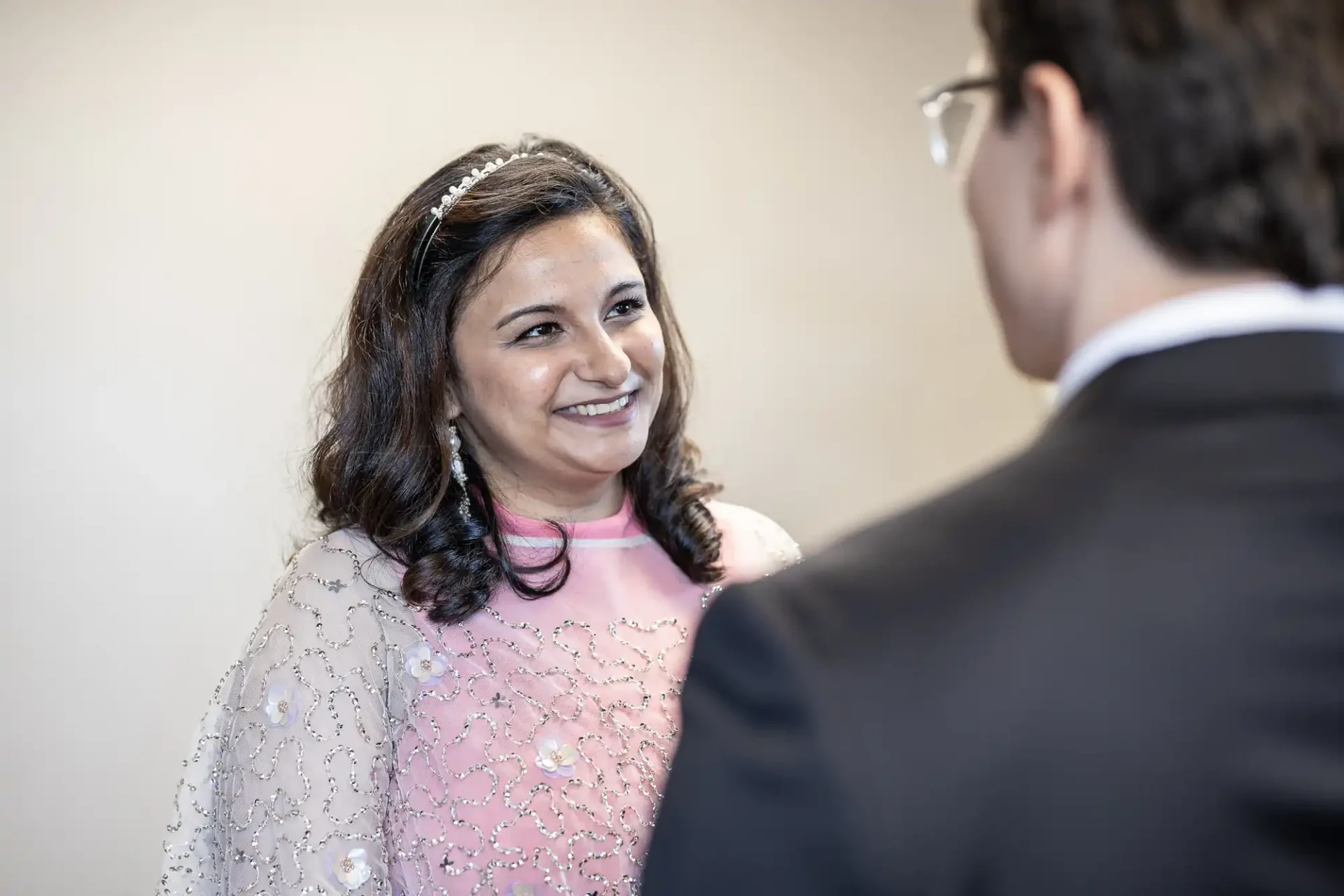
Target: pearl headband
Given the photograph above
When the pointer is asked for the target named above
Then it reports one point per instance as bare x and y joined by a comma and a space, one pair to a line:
454, 195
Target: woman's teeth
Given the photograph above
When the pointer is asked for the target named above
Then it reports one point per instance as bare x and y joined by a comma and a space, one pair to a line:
598, 410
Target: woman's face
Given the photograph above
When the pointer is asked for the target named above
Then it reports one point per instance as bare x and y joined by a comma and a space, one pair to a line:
559, 360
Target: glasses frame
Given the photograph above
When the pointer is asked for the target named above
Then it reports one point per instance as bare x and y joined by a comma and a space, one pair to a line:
936, 102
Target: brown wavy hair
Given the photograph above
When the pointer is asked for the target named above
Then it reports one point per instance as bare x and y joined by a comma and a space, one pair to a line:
382, 461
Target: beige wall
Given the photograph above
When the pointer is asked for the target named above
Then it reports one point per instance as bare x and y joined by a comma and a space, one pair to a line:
186, 194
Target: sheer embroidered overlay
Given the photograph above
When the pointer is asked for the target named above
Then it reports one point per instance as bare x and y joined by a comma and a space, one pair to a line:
358, 748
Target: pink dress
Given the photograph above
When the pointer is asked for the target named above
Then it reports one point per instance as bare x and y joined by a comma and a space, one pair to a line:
359, 748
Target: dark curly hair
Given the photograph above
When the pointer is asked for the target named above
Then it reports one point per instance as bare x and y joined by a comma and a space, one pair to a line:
1225, 118
382, 461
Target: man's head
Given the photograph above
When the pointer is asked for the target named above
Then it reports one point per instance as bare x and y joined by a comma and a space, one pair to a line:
1139, 149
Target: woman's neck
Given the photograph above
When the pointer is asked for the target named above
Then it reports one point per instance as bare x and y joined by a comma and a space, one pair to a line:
565, 505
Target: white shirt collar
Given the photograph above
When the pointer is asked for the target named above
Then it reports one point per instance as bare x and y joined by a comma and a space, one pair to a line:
1236, 311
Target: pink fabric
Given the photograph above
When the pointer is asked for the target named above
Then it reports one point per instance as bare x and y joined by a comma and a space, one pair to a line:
536, 762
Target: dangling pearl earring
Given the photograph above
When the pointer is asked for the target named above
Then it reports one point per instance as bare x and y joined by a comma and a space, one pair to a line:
458, 470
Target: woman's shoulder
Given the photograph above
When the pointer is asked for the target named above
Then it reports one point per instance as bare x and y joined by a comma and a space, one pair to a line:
753, 545
347, 559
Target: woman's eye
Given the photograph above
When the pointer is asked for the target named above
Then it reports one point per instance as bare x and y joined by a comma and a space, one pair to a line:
625, 308
540, 331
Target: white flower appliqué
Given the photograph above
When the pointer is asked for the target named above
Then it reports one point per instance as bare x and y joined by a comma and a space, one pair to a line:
425, 665
281, 706
353, 869
556, 760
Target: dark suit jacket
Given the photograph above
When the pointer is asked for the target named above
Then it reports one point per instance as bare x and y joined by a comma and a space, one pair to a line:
1112, 666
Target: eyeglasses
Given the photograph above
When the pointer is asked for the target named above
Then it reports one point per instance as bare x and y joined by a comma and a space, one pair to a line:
955, 113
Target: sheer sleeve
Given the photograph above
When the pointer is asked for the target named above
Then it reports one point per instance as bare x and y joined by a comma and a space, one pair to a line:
755, 546
288, 786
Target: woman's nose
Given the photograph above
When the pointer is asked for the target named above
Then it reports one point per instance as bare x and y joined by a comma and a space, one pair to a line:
603, 360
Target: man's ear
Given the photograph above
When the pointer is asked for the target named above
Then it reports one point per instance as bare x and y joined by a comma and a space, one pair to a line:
1062, 134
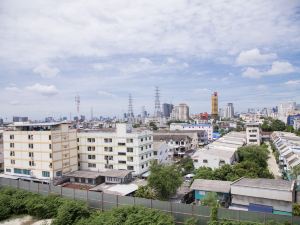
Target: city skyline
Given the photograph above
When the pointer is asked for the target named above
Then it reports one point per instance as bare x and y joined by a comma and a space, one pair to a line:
248, 53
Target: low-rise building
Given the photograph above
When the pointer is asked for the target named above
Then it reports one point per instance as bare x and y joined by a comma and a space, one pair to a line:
202, 187
219, 152
44, 151
206, 128
120, 148
253, 133
278, 195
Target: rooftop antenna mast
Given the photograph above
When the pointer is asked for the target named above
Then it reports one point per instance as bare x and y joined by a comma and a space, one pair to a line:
157, 110
130, 109
77, 103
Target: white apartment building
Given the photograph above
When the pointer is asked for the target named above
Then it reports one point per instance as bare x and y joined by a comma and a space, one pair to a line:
43, 151
206, 127
181, 112
120, 148
253, 134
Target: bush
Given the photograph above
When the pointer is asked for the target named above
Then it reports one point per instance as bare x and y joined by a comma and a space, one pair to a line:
132, 215
5, 208
70, 212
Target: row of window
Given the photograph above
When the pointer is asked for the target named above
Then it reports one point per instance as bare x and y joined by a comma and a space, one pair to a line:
30, 145
107, 166
31, 154
30, 137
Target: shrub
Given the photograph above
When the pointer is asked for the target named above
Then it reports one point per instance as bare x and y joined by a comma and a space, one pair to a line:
70, 212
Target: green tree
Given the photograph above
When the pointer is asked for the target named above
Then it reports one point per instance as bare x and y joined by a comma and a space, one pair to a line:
278, 125
131, 215
210, 199
5, 208
145, 192
70, 212
187, 165
153, 126
164, 179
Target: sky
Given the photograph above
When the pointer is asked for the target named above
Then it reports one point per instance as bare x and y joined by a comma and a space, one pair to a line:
53, 50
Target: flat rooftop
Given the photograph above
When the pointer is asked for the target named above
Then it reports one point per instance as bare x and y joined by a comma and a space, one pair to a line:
94, 174
211, 185
265, 183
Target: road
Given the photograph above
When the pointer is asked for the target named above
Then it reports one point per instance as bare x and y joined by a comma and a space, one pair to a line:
272, 165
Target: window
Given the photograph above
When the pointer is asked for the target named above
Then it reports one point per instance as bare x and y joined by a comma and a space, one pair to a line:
130, 167
91, 148
129, 149
91, 157
58, 173
130, 159
129, 140
108, 149
107, 140
92, 165
91, 139
45, 174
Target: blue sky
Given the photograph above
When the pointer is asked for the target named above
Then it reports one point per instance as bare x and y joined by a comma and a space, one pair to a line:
248, 51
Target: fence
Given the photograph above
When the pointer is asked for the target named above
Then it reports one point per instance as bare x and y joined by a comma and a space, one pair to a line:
179, 211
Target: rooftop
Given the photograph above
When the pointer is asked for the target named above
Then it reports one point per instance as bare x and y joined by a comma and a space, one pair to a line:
265, 183
94, 175
211, 185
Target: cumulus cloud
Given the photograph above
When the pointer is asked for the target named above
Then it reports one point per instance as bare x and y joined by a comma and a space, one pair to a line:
293, 82
47, 90
277, 68
45, 71
254, 57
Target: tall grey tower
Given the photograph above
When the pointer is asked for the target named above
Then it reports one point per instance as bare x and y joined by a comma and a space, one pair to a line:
157, 110
130, 109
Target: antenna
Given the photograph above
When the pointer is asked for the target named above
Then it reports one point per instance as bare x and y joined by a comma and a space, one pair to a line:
157, 110
130, 109
77, 103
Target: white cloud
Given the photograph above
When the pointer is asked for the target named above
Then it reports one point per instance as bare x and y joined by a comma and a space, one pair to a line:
280, 67
293, 82
277, 68
106, 94
47, 90
45, 71
254, 57
12, 88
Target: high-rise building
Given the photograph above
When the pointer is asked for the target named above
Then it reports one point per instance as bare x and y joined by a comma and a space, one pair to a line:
20, 119
229, 111
40, 150
167, 109
181, 112
214, 105
121, 148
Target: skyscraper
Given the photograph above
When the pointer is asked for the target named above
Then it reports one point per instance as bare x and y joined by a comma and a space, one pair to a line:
167, 109
214, 105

THE PROBLEM:
Lay out all of the material above as a numbered list with one line per item, skipping any blank lines. Leave the pictures out of your answer.

ANSWER TO THE PROBLEM:
1. Target: pearl headband
2. Given the photograph above
3. When the pointer is asked for the target named above
4. Then it reports one point per instance as bare x and y joined by a comma and a space, one pair to a line:
5. 454, 195
6. Target: woman's teeth
7. Given the photograph above
8. When the pointer is asked for the target named above
9. Then it reports one point per instance as bare x and y joined by a comma and a space, one pair to a line:
10. 598, 410
11. Target: woman's face
12. Given the photograph above
13. When the pointer is asked for the target named above
14. Then it reports one point per instance as bare x and y joined by a comma and a space, one pair to a line:
15. 559, 360
16. Target: glasses frame
17. Given the photograph above
18. When the pointer is asked for the target named above
19. Then it reports one point per instance as bare x and y joined by a comma and a space, one pair to a line:
20. 936, 102
21. Target: brown wavy hair
22. Given the photograph above
23. When the pointer is asked for the target named above
24. Then it reports one point per instance as bare x and y joined by a comma and a space, one pair to a line:
25. 382, 461
26. Target: beige wall
27. Given the photograph above
28. When the pointer is asked for the target named above
29. Then it reports one point per instance as bare x and y joined by a comma and a space, one pair to a line:
30. 186, 194
31. Target: sheer embroidered overlay
32. Given the photograph above
33. When the pointer is asked for the target named above
34. Then it reports one point per instance as bare x and y joined by a comma and a space, one pair to a line:
35. 358, 748
36. Target: pink dress
37. Given the photograph above
38. When the pointer is asked for the target named above
39. Then it reports one point per instance as bare x and y joined by a comma and a space, one pair to a line:
40. 359, 748
41. Target: dark curly hair
42. Given the photograph above
43. When the pointer is asked for the target named above
44. Then it reports one point per instance as bare x and y joined by a comma and a space, one pair to a line:
45. 1225, 118
46. 382, 461
47. Target: man's head
48. Given the photograph above
49. When the pointer is asked for the target named above
50. Then it reports one point per instance as bare x and y joined by a comma and a space, one pair to a line:
51. 1139, 149
52. Target: woman's neck
53. Given the photograph above
54. When the pointer is asked for the target named above
55. Then it reports one point per instance as bare x and y joined by a comma and a space, one pair to a line:
56. 565, 505
57. Target: white shirt collar
58. Given the photograph above
59. When the pointer is asked for the target named above
60. Then it reports one point per instance as bare x and y joined by a comma and a space, one pair to a line:
61. 1236, 311
62. Target: pink fabric
63. Given the photograph above
64. When the pointer is asked for the target named above
65. Then it reports one point per instance as bare x and y joined by a comma and a space, one pair to a line:
66. 536, 762
67. Target: dangling pearl earring
68. Given the photograph above
69. When the pointer is asked for the target named above
70. Then it reports one point per instance as bare x and y joined by a comma and a space, one pair to a line:
71. 458, 470
72. Target: woman's shoulder
73. Given the photograph above
74. When the pointer is asked for the target named above
75. Then it reports one point per instance as bare x and y joined by a comma and a space, one pair to a line:
76. 753, 545
77. 347, 559
78. Target: woman's eye
79. Given the photograph above
80. When the pointer is asked for the target named above
81. Then it reports one point per instance as bare x and y joined by a comma and a space, one pair to a line:
82. 625, 308
83. 540, 331
84. Target: white flower appliqué
85. Given the photograph above
86. When the pointer is asked for the target named above
87. Then it reports one point per instance as bare x and y joined by a comma and a space, one pair to a line:
88. 425, 665
89. 281, 706
90. 353, 869
91. 556, 760
92. Target: dark suit jacket
93. Given the photograph above
94. When the pointer is asked for the target named above
95. Then it reports one point per instance as bare x and y joined by a comma and a space, one pair to a line:
96. 1112, 666
97. Target: eyeglasses
98. Given the photograph above
99. When the pointer is asked for the target named above
100. Then it reports one point per instance as bare x and y joined by a comma and a space, one pair to a line:
101. 955, 113
102. Target: sheer sleeve
103. Given the photograph above
104. When the pointer is asked for the target named above
105. Then it reports one point per instance as bare x and y joined by a comma and a space, one pair to a line:
106. 755, 546
107. 288, 786
108. Target: woman's nose
109. Given the photograph above
110. When the pointer is asked for the target named above
111. Then it reports one point per instance as bare x and y joined by a comma and a space, one pair to a line:
112. 603, 360
113. Target: man's ear
114. Given the photograph above
115. When the pointer is asked for the target named above
116. Then it reports one point per instance as bare x and y joined by a comma and a space, one pair to a line:
117. 1062, 134
118. Target: city skyline
119. Given the photograph above
120. When the pointer is asked for the target named above
121. Then it reports one point per instance as bare x and y joined by a comma and a space, one pair to a line:
122. 248, 53
123. Target: low-rise building
124. Given the photograph above
125. When the pointer is asked for the target named above
126. Then it reports one point per instance as bare x and y joined by a comma and a space, one pair to a line:
127. 202, 187
128. 219, 152
129. 44, 151
130. 206, 128
131. 120, 148
132. 253, 133
133. 278, 195
134. Target: rooftop antenna mast
135. Given the photograph above
136. When the pointer is asked for the target named above
137. Then it reports one point per instance as bare x and y joined by a comma and a space, one pair to a line:
138. 157, 110
139. 130, 109
140. 77, 103
141. Target: white apartment building
142. Given the photograph above
143. When the pointer is asked for the target named above
144. Then it reports one point per instance as bare x and y joined by a comma and a space, one pair to a line:
145. 43, 151
146. 206, 127
147. 181, 112
148. 120, 148
149. 253, 134
150. Target: bush
151. Given the photograph above
152. When the pointer is asked for the target named above
153. Then it reports one point per instance as bare x and y joined by a comma and a space, one pair to a line:
154. 132, 215
155. 5, 208
156. 70, 212
157. Target: row of window
158. Given the photograph above
159. When the pointer is asked for the target named above
160. Then it reports one point per instance as bare x and y joined by a comma and a space, one pair to a line:
161. 30, 145
162. 107, 166
163. 31, 154
164. 30, 137
165. Target: shrub
166. Given the photograph above
167. When the pointer is asked for the target named above
168. Then it reports one point per instance as bare x and y joined by a comma and a space, one pair to a line:
169. 70, 212
170. Target: green tree
171. Given the photograph above
172. When the pointer is asked for the target named above
173. Then it reports one point per instance as bare x and y joined by a comma and a space, one pair to a line:
174. 278, 125
175. 131, 215
176. 210, 199
177. 5, 208
178. 145, 192
179. 70, 212
180. 187, 165
181. 153, 126
182. 164, 179
183. Target: sky
184. Given the photograph above
185. When the pointer is asked for the target named above
186. Then it reports one point per instance as bare x and y joined by a comma and a space, one pair to a line:
187. 53, 50
188. Target: flat rooftop
189. Given the photograph above
190. When the pointer is asked for the target named above
191. Then it reports one point per instance as bare x and y joined by a comma and a space, one pair to a line:
192. 94, 174
193. 211, 185
194. 265, 183
195. Target: road
196. Given the photograph above
197. When the pointer is asked for the target named above
198. Then it reports one point per instance as bare x and y joined by a comma and a space, one pair to a line:
199. 272, 165
200. Target: window
201. Given the photograph above
202. When the pointer is asked for the target named above
203. Then it reports one point per instance as bare x and y joined by a comma and a space, one pair to a line:
204. 130, 167
205. 91, 148
206. 129, 149
207. 91, 157
208. 58, 173
209. 130, 159
210. 129, 140
211. 108, 149
212. 107, 140
213. 92, 165
214. 91, 139
215. 45, 174
216. Target: blue sky
217. Given the photograph above
218. When the pointer is asked for the target named above
219. Then it reports one point per instance as bare x and y joined by a comma and a space, one pair to a line:
220. 248, 51
221. Target: fence
222. Given the photograph above
223. When the pointer is asked for the target named above
224. Then it reports one point per instance as bare x and y joined by a comma and a space, one pair to a line:
225. 179, 211
226. Target: rooftop
227. Given the photograph above
228. When the pointer is asked for the target named above
229. Then it reports one point per instance as bare x and y joined by a comma and a space, one pair to a line:
230. 265, 183
231. 94, 175
232. 211, 185
233. Target: cumulus cloud
234. Given the photograph above
235. When the pointer is asked for the target named above
236. Then it reports one point per instance as bare x and y joined by a comma and a space, one pair to a line:
237. 293, 82
238. 47, 90
239. 277, 68
240. 45, 71
241. 254, 57
242. Target: tall grey tower
243. Given the photograph above
244. When the pointer is asked for the target named above
245. Then it reports one point per instance as bare x and y joined by a comma and a space, one pair to a line:
246. 157, 110
247. 130, 109
248. Target: antenna
249. Given the photograph above
250. When the pointer is asked for the target named above
251. Then it reports one point per instance as bare x and y joined by a comma and a space, one pair to a line:
252. 157, 110
253. 130, 109
254. 77, 103
255. Target: white cloud
256. Given the photograph above
257. When the pointer is asked for the target named above
258. Then it reports one point per instance as bare x and y joined by a comma and a space, one pair to a line:
259. 280, 67
260. 293, 82
261. 277, 68
262. 106, 94
263. 47, 90
264. 45, 71
265. 254, 57
266. 12, 88
267. Target: high-rise building
268. Given the photograph above
269. When the pointer is asked for the target named above
270. Then it reports one point per instance as bare x and y joined by a comma and a space, one pair to a line:
271. 20, 119
272. 229, 111
273. 40, 150
274. 167, 109
275. 181, 112
276. 214, 105
277. 121, 148
278. Target: skyscraper
279. Given the photograph above
280. When the pointer is asked for the target named above
281. Then it reports one point per instance as bare x and y joined by a comma and a space, one pair to a line:
282. 167, 109
283. 214, 105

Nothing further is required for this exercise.